Rents are not cheep in the lakewood area, but jobs are plentyful and it is not hard to find one that pays a resonable wage.
There is a gunsmithing business one block from the school. The owner is a great guy and he hires CST students to work at his shop. If you get on at his shop he will teach you much.
If you can arrange to go to Lakewood prior to moving there and find an apartment or house to rent you will be ahead of the game.
The other great thing about CST is that after you graduate, help is only a phone call away. There are instructors there day and night.
I can not remember having so much fun at school in my life. I loved attending the school and was sorry it had to end.
One last thing. The tools supplied are included in the tuition. Ask for a list of the supplied tools and buy what you can elsewhere. You will save money and have less money to repay on your loan. The tool box is the biggest rip off. Get your own. Other than slightly high priced tools the school is a good value for your money. Good Luck- John K


July 22, 2000, 08:48 AM
I attended the Colorado School of Trades in Lakewood back in '75 just long enough to figure out that I'd never be a good gunsmith. (I can replace parts, and I can shoot 'em, but I just can't really do that "gunsmith magic.") However, the instructors at the school were excellent, with about 9,000 years of accumulated experience.
I still remember one of the stock making teachers, Dean Wentworth. He had a glass eye that never pointed in the right direction. He was a "wood wizard". It was rumored that after his parents died, he went around their house ripping out all the doors, door frames, and cabinet fronts because they were rosewood. He supposedly had enough to last a couple of lifetimes of making endcaps, forends, etc.

Interestingly enough, Wayne Novak and Art Lekie (sp?) of Behlert were in attendance at the same time I was.

Tidbits: the school had a state-of-the-art alarm system which was so sensitive that it had been known to alert from stocks swinging in the breeze, or large mice running across the floor. It was said that the alarm system was better than that at the Denver mint. It was also a fact that an alarm alert from the school had a guranteed 30 second police response time, MAX. The mint was a 2 minute time.

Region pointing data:
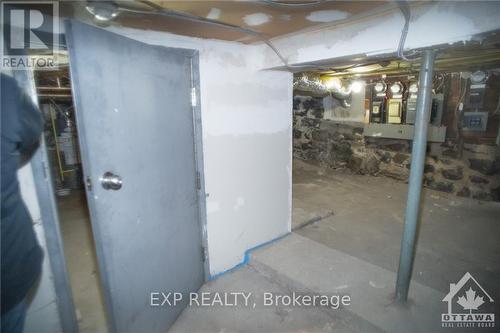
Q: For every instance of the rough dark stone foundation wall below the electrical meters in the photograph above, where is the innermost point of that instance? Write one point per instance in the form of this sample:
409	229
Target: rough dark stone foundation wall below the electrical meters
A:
474	172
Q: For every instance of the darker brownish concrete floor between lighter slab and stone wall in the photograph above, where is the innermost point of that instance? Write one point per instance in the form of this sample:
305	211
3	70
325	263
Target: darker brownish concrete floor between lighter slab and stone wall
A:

> _Exercise requirements_
Please state the police response time that the text about the gunsmithing school says was guaranteed for an alarm alert from the school.

> _Exercise answer_
30 seconds at most